Il problema è che alcune persone – o il capitalismo, se preferite – sostengono che possiamo risolvere la crisi climatica con la tecnologia e quindi la tecnologia sarebbe una condizione sufficiente per risolvere il problema. Non sono d'accordo Saito Kohei

Parlando di immaginazione, viene in mente il famoso slogan di Herbert Marcuse degli anni Sessanta, «Potere all'immaginazione». Ne L'uomo a una dimensione (1964), Marcuse descrive la società del suo tempo come un «universo tecnologico» e allo stesso tempo come «un universo politico, l'ultima fase della realizzazione di un progetto storico specifico, vale a dire l'esperienza, la trasformazione e l'organizzazione della natura come un mero oggetto di dominio». Marcuse continua: «La produttività e il potenziale di sviluppo di questo sistema stabilizzano la società e limitano il progresso tecnico mantenendolo nel quadro del dominio». D'altra parte, lei scrive ne Il capitale nell’antropocene che «Non c’è bisogno di rifiutare scienza e tecnologia» e che è necessario abbandonare «un’economia centrata su tecnologie chiuse che facilitano il controllo dei lavoratori e dei consumatori». Questo è un punto centrale della sua riflessione, che non implica affatto un ritorno a un passato pretecnologico. Può spiegare come nel comunismo della decrescita la tecnologia non sarà più uno strumento di dominio sulla natura e sulla società?

La decrescita è spesso fraintesa come un “ritorno alla natura” con le nostre vecchie tecnologie e così via. Questo è semplicemente molto poco attraente, da un lato, e dall'altro non è sufficiente per combattere il cambiamento climatico, perché siamo di fronte a una crisi enorme e abbiamo bisogno della tecnologia per combatterla. È molto semplice e chiaro. Non sono contrario all'introduzione delle energie rinnovabili, per esempio. Abbiamo bisogno di veicoli elettrici per decarbonizzare l'economia. È scientifico, in realtà non è nemmeno scientifico, è solo buon senso. Ma il problema è che alcune persone – o il capitalismo, se preferite – sostengono che possiamo risolvere la crisi climatica con la tecnologia e quindi la tecnologia sarebbe una condizione sufficiente per risolvere il problema. Non sono d'accordo. Il capitalismo, ad esempio, produrrà veicoli elettrici più numerosi e grandi a scopo di profitto, e richiederà più pannelli solari e turbine eoliche. Questo è un modo semplicemente insufficiente per combattere il cambiamento climatico. Sembra attraente per le persone nell'UE o in Giappone perché vogliamo vivere come facciamo oggi anche in futuro, ma il problema è che questo tipo di massiccia produzione e consumo nel nord del mondo, per il bene della crescita, rafforzerà l'imperialismo ecologico coloniale - e quindi il dominio - sulle persone e sull'ambiente nel sud del mondo. Penso quindi che dobbiamo adottare un modo di vivere molto diverso, che chiamo decrescita.
──────
- _Consegna A_
Riporta fedelmente la parte dei record che parte dalla riga contenente "# Target: row of trees" e arriva fino alla fine dei record, estremi compresi. Ometti le immagini nella risposta.
Il brano e i record non hanno alcun legame tra loro.

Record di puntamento
──────
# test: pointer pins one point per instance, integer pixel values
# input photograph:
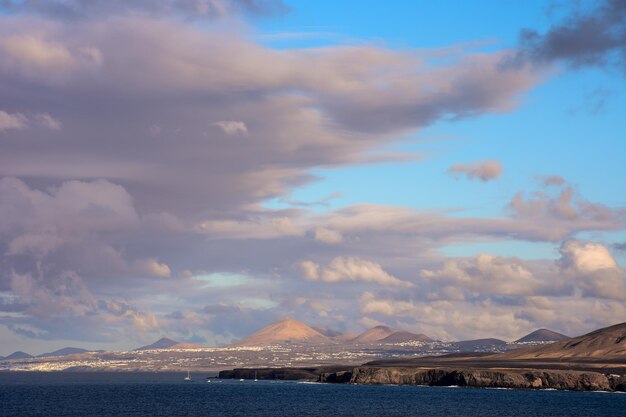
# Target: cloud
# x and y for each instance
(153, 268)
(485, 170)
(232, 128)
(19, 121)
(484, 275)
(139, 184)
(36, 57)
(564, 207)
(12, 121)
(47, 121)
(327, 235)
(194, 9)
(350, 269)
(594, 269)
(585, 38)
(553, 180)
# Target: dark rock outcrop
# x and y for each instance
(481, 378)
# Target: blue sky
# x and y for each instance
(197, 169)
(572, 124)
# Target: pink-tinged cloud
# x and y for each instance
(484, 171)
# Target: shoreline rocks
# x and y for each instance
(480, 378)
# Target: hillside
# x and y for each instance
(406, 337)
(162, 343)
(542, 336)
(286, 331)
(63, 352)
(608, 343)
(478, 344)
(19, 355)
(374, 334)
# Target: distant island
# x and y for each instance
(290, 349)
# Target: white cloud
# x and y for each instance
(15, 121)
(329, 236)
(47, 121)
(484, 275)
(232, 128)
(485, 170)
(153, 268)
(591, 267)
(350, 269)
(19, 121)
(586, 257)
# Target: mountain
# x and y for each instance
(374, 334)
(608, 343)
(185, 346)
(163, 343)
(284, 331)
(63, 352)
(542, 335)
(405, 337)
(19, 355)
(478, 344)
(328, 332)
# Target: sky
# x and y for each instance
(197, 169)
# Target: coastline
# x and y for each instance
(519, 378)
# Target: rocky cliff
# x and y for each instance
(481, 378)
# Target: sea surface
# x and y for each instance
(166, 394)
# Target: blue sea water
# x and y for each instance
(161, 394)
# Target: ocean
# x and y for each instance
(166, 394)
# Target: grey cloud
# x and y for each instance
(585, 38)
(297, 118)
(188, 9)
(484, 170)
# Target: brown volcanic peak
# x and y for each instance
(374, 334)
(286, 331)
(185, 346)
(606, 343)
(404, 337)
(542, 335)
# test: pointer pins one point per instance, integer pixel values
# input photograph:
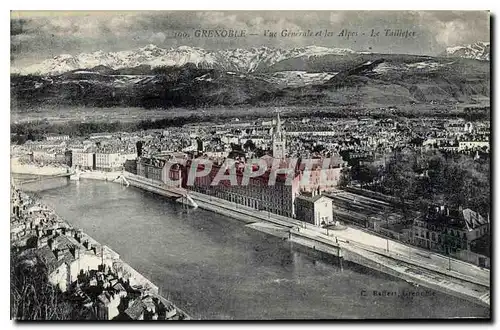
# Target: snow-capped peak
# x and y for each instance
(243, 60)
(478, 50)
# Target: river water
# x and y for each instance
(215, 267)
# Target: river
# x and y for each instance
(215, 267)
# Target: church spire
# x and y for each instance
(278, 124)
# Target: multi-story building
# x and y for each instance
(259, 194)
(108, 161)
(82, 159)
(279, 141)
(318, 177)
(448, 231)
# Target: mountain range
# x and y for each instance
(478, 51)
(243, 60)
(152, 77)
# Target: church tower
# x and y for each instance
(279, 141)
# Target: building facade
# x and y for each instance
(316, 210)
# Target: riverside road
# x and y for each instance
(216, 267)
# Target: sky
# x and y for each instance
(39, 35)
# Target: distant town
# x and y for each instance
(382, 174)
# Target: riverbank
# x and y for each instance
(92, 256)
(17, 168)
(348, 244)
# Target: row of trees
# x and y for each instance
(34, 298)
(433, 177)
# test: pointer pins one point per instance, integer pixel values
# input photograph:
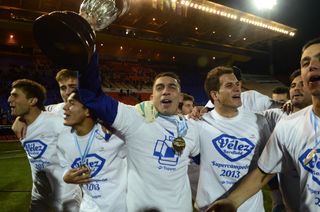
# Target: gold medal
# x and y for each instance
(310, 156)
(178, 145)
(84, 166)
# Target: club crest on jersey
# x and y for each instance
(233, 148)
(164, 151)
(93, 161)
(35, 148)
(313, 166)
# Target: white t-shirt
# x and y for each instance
──────
- _Consegna B_
Rispondi a queste domande sul brano dedicato alla decrescita:
(i) In che anno è uscito L'uomo a una dimensione di Marcuse?
(ii) Quale slogan di Marcuse degli anni Sessanta viene ricordato?
(iii) Di quali veicoli c'è bisogno, secondo il brano, per decarbonizzare l'economia?

- _Soluzione completa A_
# Target: row of trees
# x and y for each instance
(34, 298)
(433, 177)
# test: pointer pins one point per instance, integer pixel values
# input photograph:
# Target: gold medal
# x and y for each instance
(310, 156)
(178, 145)
(84, 166)
# Target: club crest on jersey
# x and y for each instance
(233, 148)
(164, 151)
(93, 161)
(35, 148)
(313, 166)
# Target: white t-shirt
# x and y for each instance

- _Soluzione completa B_
(i) Nel 1964.
(ii) «Potere all'immaginazione».
(iii) Dei veicoli elettrici.